◆ **Directions for this task**
You are asked to filter the data below and copy every line holding "person".

Records drawn from a dataset:
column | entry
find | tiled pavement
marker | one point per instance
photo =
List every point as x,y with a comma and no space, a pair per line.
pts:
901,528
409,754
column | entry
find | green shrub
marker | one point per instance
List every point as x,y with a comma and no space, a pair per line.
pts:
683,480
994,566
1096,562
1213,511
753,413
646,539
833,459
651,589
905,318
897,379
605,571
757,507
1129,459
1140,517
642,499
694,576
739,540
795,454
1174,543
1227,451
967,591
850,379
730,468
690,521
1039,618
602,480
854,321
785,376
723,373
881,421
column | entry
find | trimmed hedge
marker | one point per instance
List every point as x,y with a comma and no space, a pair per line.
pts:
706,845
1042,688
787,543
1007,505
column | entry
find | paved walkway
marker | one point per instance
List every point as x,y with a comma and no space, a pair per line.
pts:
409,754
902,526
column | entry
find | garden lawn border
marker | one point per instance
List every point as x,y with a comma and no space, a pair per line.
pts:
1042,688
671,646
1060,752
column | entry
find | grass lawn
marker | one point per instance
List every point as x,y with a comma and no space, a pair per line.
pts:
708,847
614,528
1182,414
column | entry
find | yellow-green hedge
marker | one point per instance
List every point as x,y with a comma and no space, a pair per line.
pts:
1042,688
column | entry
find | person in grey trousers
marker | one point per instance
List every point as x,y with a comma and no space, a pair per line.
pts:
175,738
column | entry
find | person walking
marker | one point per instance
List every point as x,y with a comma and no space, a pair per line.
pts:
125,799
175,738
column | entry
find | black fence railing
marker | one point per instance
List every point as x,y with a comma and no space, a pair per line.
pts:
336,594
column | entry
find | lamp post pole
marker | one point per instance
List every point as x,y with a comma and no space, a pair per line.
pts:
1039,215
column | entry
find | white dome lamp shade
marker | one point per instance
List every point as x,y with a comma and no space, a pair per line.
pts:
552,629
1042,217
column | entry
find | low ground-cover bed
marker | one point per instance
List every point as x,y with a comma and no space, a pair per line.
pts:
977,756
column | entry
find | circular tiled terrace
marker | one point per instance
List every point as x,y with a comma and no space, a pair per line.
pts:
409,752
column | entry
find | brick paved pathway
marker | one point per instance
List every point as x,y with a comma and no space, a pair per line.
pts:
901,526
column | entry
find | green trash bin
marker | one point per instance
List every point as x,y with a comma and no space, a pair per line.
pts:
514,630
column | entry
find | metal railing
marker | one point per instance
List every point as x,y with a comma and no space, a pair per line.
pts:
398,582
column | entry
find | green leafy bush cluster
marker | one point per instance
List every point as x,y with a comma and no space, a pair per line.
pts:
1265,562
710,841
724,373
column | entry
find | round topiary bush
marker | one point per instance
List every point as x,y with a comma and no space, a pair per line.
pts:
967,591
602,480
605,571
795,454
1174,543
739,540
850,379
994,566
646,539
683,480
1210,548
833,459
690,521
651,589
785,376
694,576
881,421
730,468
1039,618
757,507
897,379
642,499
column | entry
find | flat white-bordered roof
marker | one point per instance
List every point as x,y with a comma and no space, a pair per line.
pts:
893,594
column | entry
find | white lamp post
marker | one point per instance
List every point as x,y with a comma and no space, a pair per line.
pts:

◆ **Result for this exercise**
find | person in grey trousers
find | person walking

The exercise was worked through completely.